*What is needed*
Return exactly the lines that run from the one containing "Could you point out the building" to the end of the entries, with both ends included.

*Dataset entries*
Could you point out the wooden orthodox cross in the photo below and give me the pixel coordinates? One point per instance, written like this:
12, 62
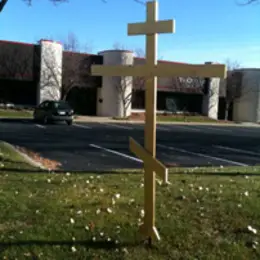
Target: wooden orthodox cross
151, 70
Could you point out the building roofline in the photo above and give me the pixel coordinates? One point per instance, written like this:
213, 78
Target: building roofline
91, 54
16, 42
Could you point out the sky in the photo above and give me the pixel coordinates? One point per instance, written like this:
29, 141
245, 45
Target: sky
205, 30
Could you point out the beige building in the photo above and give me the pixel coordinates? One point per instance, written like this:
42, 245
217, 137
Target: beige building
45, 71
246, 103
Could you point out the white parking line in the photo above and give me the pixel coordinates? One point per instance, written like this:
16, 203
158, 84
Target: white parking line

*Finished task*
Could you point out the building roofline in the photo above and give me the pixel coordinates? One point per instance, written like this:
213, 78
Target: building roofline
91, 54
16, 42
Could you point out the sky in the photo above and give me the pixel coordinates? One point per instance, written like this:
29, 141
245, 45
Target: sky
205, 30
Could you point out the beige building in the photo above and give me the pixel coordinates? One point per instance, written like this:
42, 245
217, 137
Target: beige building
45, 71
246, 103
Could you point out the white parking line in the photo above and give me the pixel coordinates? One point per instance, written like this:
16, 203
158, 84
Target: white parking line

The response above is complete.